Print out each entry below exactly, please.
## BEGIN RECORDS SHOWN
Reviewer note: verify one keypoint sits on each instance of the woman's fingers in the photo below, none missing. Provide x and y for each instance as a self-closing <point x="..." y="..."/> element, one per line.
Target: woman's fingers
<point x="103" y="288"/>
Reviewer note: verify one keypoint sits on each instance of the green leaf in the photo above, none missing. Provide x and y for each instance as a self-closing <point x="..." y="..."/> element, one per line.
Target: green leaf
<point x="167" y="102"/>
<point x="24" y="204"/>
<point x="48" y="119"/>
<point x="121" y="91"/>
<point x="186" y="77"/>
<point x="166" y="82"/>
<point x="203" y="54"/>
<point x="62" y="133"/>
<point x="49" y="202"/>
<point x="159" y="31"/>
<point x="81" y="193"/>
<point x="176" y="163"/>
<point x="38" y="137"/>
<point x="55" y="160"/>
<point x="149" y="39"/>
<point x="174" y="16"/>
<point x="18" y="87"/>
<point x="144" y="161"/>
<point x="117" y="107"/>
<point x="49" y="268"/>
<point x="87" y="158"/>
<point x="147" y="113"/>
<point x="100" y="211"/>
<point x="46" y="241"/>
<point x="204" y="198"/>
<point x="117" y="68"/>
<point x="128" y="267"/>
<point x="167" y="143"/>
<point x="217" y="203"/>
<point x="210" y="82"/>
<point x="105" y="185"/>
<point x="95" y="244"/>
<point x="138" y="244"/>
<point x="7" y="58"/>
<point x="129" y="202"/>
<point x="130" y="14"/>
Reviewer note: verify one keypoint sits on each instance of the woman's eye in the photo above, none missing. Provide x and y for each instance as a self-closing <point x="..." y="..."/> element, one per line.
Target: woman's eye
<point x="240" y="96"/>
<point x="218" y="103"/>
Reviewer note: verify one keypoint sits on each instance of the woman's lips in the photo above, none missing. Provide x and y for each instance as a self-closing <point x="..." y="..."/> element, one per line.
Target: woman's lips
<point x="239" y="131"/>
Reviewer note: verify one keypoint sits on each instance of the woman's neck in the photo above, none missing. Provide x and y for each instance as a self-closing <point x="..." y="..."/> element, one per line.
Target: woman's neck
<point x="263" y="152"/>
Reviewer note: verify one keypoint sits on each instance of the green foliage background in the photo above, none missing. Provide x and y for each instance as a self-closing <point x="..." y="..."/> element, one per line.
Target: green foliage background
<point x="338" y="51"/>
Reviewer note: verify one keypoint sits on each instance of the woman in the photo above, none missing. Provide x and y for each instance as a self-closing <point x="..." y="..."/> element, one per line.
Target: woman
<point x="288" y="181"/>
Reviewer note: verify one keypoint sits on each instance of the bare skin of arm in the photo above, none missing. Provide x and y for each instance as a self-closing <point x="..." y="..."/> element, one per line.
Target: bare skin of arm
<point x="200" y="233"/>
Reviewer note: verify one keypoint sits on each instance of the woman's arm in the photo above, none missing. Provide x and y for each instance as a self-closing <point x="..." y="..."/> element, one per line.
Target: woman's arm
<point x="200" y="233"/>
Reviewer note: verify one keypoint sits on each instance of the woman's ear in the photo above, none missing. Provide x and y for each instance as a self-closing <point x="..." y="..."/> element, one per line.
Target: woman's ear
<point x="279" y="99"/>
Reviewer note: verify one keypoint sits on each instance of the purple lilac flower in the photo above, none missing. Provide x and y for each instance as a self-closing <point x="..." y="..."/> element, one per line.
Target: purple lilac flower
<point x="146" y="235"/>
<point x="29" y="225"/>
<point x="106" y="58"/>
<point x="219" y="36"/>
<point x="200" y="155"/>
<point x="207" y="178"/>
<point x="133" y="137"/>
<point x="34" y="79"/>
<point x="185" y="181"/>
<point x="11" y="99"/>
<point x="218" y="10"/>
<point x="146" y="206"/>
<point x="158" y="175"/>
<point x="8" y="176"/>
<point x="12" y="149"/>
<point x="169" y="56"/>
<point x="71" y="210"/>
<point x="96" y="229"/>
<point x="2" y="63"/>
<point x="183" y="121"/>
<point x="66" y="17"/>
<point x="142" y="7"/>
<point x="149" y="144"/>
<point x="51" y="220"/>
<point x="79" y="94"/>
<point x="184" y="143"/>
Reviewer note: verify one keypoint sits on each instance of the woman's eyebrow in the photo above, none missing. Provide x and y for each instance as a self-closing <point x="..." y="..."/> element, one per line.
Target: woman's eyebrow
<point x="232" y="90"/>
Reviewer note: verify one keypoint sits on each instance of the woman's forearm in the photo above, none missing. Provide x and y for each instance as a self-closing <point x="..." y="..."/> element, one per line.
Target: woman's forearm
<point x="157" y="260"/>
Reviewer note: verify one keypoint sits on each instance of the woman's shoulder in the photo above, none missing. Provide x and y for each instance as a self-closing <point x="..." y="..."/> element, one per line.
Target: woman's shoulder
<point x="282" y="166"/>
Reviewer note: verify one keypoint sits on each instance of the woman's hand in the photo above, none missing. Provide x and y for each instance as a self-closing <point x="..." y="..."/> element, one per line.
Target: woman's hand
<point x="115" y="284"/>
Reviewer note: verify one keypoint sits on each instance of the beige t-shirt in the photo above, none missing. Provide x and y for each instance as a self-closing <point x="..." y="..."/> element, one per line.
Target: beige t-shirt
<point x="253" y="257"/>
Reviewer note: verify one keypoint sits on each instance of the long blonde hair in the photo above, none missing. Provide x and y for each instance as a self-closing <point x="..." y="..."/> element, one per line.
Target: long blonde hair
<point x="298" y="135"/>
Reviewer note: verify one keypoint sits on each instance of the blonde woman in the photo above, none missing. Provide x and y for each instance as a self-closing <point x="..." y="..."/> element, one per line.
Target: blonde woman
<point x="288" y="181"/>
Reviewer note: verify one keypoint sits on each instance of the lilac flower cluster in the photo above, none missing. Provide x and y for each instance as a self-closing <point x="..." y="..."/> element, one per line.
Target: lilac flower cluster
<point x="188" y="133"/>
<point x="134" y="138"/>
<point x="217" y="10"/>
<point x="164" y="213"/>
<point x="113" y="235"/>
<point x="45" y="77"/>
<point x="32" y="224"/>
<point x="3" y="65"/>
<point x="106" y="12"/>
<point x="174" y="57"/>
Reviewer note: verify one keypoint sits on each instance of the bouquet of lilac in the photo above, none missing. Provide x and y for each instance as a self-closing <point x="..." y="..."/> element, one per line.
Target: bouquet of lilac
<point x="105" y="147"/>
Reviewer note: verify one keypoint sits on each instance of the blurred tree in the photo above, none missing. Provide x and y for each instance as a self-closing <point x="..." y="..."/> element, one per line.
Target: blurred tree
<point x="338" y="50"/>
## END RECORDS SHOWN
**WORKED SOLUTION:**
Reviewer note: verify one keypoint sits on each instance of the woman's fingers in the photo below, none missing. Provide x and y for each instance as a self-closing <point x="..." y="..."/> element, one per line.
Target: woman's fingers
<point x="103" y="288"/>
Reviewer note: verify one keypoint sits on each instance of the green leaf in the photo above, none missing. Provide x and y for each instance as a self-closing <point x="..." y="..."/> element, one per line.
Target: green leaf
<point x="167" y="102"/>
<point x="24" y="204"/>
<point x="48" y="119"/>
<point x="121" y="91"/>
<point x="186" y="77"/>
<point x="166" y="82"/>
<point x="203" y="54"/>
<point x="62" y="133"/>
<point x="49" y="202"/>
<point x="159" y="31"/>
<point x="81" y="193"/>
<point x="176" y="163"/>
<point x="38" y="137"/>
<point x="55" y="160"/>
<point x="149" y="39"/>
<point x="174" y="16"/>
<point x="18" y="87"/>
<point x="144" y="161"/>
<point x="117" y="107"/>
<point x="49" y="268"/>
<point x="87" y="158"/>
<point x="147" y="113"/>
<point x="100" y="211"/>
<point x="46" y="241"/>
<point x="204" y="198"/>
<point x="117" y="68"/>
<point x="128" y="267"/>
<point x="167" y="143"/>
<point x="217" y="203"/>
<point x="210" y="82"/>
<point x="105" y="185"/>
<point x="95" y="244"/>
<point x="138" y="244"/>
<point x="7" y="58"/>
<point x="129" y="202"/>
<point x="130" y="14"/>
Reviewer note: verify one keypoint sits on each instance of the woman's eye in the photo above, none missing. Provide x and y for each instance as a self-closing <point x="..." y="..."/> element, one per line.
Target: woman's eye
<point x="240" y="96"/>
<point x="218" y="103"/>
Reviewer note: verify one keypoint sits on each instance of the woman's lips in the photo above, none missing. Provide x and y for each instance as a self-closing <point x="..." y="..."/> element, one per line.
Target: woman's lips
<point x="239" y="131"/>
Reviewer note: verify one keypoint sits on each instance of the woman's neck in the photo above, none missing. Provide x and y for each instance as a self-closing <point x="..." y="..."/> element, one per line.
Target: woman's neck
<point x="263" y="152"/>
Reviewer note: verify one keypoint sits on each instance of the green foliage background in the photo above, none missing. Provide x and y for each instance as a self-closing <point x="..." y="..."/> element, one per line.
Target: green foliage background
<point x="338" y="51"/>
Reviewer note: verify one keypoint sits on each instance of the woman in the photo above, none missing. Provide x and y for each instance as a self-closing <point x="..." y="..."/> element, one per line.
Target: woman
<point x="288" y="181"/>
Reviewer note: verify one keypoint sits on each instance of the bare skin of arm in the photo above, none missing. Provide x and y for each instance as a self-closing <point x="..." y="..."/> element, one per line.
Target: bare skin of arm
<point x="200" y="233"/>
Reviewer note: verify one keypoint sits on each instance of the woman's arm in the photo above, none missing. Provide x and y for each instance as a self-closing <point x="..." y="..."/> element, one per line.
Target: woman's arm
<point x="200" y="233"/>
Reviewer note: verify one keypoint sits on each instance of the woman's ear in the photo above, none missing. Provide x and y for each instance as a self-closing <point x="..." y="..."/> element, one per line.
Target: woman's ear
<point x="279" y="99"/>
Reviewer note: verify one keypoint sits on each instance of the purple lilac flower in the photo above, none missing. Provide x and y for each instance as a self-closing <point x="..." y="..."/> element, one per line.
Target: purple lilac flower
<point x="146" y="235"/>
<point x="29" y="225"/>
<point x="106" y="58"/>
<point x="219" y="36"/>
<point x="200" y="155"/>
<point x="207" y="178"/>
<point x="133" y="137"/>
<point x="34" y="79"/>
<point x="185" y="181"/>
<point x="11" y="99"/>
<point x="218" y="10"/>
<point x="146" y="206"/>
<point x="158" y="175"/>
<point x="8" y="176"/>
<point x="12" y="149"/>
<point x="169" y="56"/>
<point x="71" y="210"/>
<point x="96" y="229"/>
<point x="2" y="63"/>
<point x="183" y="121"/>
<point x="66" y="17"/>
<point x="142" y="7"/>
<point x="149" y="144"/>
<point x="51" y="220"/>
<point x="79" y="94"/>
<point x="184" y="143"/>
Reviewer note: verify one keypoint sits on each instance of the woman's eyebrow in the photo above, none missing. Provide x and y for each instance as a self-closing <point x="..." y="..."/> element, one per line.
Target: woman's eyebrow
<point x="232" y="90"/>
Reviewer note: verify one keypoint sits on each instance of the woman's forearm in the photo above, none missing. Provide x and y for each instance as a self-closing <point x="..." y="..."/> element, one per line.
Target: woman's forearm
<point x="157" y="260"/>
Reviewer note: verify one keypoint sits on each instance of the woman's shoulder in the photo above, none missing. Provide x and y for each instance as a self-closing <point x="..." y="..."/> element, one per line.
Target: woman's shoulder
<point x="282" y="166"/>
Reviewer note: verify one keypoint sits on each instance of the woman's hand in the photo above, none missing. Provide x and y for each instance as a self-closing <point x="..." y="..."/> element, one per line.
Target: woman's hand
<point x="115" y="284"/>
Reviewer note: verify one keypoint sits on each instance of the beige t-shirt in the photo above, none missing. Provide x and y for each instance as a self-closing <point x="..." y="..."/> element, one per line.
Target: beige t-shirt
<point x="253" y="257"/>
Reviewer note: verify one keypoint sits on each instance of the long blonde hair in the photo above, none missing. Provide x and y for each instance as a self-closing <point x="..." y="..."/> element, one per line.
Target: long blonde hair
<point x="298" y="135"/>
Reviewer note: verify one keypoint sits on each instance of the blonde woman in the photo above, none missing. Provide x and y for each instance as a self-closing <point x="..." y="..."/> element, one per line.
Target: blonde woman
<point x="288" y="181"/>
Reviewer note: verify one keypoint sits on each instance of the lilac flower cluster in the photo above, none missing. Provide x and y for each instance as a self-closing <point x="..." y="..."/> element, one per line.
Target: lilac flower cluster
<point x="188" y="133"/>
<point x="134" y="138"/>
<point x="217" y="10"/>
<point x="164" y="213"/>
<point x="113" y="235"/>
<point x="45" y="77"/>
<point x="32" y="224"/>
<point x="3" y="65"/>
<point x="106" y="12"/>
<point x="174" y="57"/>
Reviewer note: verify one keypoint sits on each instance of the bouquet of lilac in the photo above, none missing. Provide x and y for each instance as a self-closing <point x="..." y="..."/> element, one per line.
Target: bouquet of lilac
<point x="105" y="147"/>
Reviewer note: verify one keypoint sits on each instance of the blurred tree in the photo above, none missing. Provide x and y for each instance as a self-closing <point x="..." y="..."/> element, one per line.
Target: blurred tree
<point x="338" y="50"/>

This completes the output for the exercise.